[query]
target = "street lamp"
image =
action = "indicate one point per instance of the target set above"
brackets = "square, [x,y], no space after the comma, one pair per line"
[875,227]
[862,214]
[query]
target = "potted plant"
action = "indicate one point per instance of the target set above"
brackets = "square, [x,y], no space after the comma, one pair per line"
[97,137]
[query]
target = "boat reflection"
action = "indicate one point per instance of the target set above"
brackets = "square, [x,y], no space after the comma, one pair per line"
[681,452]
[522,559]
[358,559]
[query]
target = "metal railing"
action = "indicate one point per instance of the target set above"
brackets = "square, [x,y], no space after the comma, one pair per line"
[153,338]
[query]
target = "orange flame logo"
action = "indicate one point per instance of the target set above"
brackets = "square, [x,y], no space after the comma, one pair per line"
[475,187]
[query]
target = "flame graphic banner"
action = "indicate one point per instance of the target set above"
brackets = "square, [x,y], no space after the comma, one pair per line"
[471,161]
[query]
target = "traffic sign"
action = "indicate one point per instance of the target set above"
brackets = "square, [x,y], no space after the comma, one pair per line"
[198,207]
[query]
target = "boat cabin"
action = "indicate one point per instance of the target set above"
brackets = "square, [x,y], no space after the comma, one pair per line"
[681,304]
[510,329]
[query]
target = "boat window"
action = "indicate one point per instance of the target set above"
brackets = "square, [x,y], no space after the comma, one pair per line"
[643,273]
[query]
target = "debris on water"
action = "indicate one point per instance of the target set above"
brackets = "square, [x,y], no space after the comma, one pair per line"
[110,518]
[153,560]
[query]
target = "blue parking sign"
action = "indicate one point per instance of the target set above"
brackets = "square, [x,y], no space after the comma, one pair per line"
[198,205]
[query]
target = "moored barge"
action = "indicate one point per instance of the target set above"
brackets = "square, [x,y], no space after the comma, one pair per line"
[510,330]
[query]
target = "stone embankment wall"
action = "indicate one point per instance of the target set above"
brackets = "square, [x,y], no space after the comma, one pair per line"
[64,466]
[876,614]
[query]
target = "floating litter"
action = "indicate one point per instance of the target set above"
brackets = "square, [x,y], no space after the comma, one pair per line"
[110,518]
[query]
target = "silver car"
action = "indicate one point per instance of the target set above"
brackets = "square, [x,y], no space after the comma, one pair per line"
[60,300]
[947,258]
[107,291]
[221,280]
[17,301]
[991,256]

-=-=-

## Problem description
Please quote every record above exactly as it appears.

## Solution below
[query]
target = "street lamp"
image =
action = "indicate one point per instance of the target set above"
brackets = "square, [x,y], no space after the comma, one pair per line"
[875,227]
[862,214]
[query]
target = "potted plant"
action = "indicate one point per instance of the target set above"
brackets = "square, [x,y], no space after the comma, one pair per line"
[97,137]
[query]
target = "boat reflection"
action = "indicate one point per instance of the target set above"
brackets = "square, [x,y], no space after the comma, one pair per line"
[681,452]
[522,559]
[358,559]
[query]
target = "metal railing"
action = "indicate one point per instance of the target set above"
brackets = "square, [x,y], no space after the comma, one pair per line"
[153,338]
[query]
target = "orange flame logo"
action = "indicate one point per instance of the target set above"
brackets = "square, [x,y], no space after the comma, one pair per line"
[475,187]
[query]
target = "flame graphic banner"
action = "indicate one point per instance of the target set above"
brackets = "square, [x,y], no space after the comma, one pair per line"
[471,161]
[query]
target = "traffic sign"
action = "indicate one point per instance of the target set above"
brackets = "square, [x,y], no space after the comma, one pair per line"
[198,207]
[query]
target = "boat cabin"
action = "indicate one point per instance of the target set above"
brackets = "square, [x,y], no space after the comma, one pair per line"
[681,304]
[510,329]
[query]
target = "boat window"
action = "indicate one point per instance of the target set above"
brackets = "square, [x,y], no space after the comma, one pair per line"
[643,273]
[query]
target = "debris on water"
action = "indicate one point per instance of the target set above"
brackets = "square, [x,y], no space after the comma, one pair per line"
[110,518]
[153,560]
[query]
target = "blue parking sign"
action = "indicate one point per instance of the target set above"
brackets = "square, [x,y], no space after the comma, one pair per line"
[198,205]
[query]
target = "moored barge"
action = "indicate one point per instance of the target set above"
brackets = "square, [x,y], no space after the comma, one pair per line"
[510,330]
[query]
target = "stone embankment wall"
action = "indicate one point per instance of the target set above"
brackets = "square, [x,y], no space after the comma, one pair per line"
[64,466]
[876,614]
[query]
target = "floating litter"
action = "indicate one point per instance of the target set above"
brackets = "square, [x,y], no space after the comma, one pair per line"
[110,518]
[query]
target = "silver car"
action = "indicate one point per instance of the target set above"
brackets = "square, [x,y], no space after the comma, one pair per line"
[60,300]
[947,258]
[107,291]
[221,280]
[17,301]
[991,256]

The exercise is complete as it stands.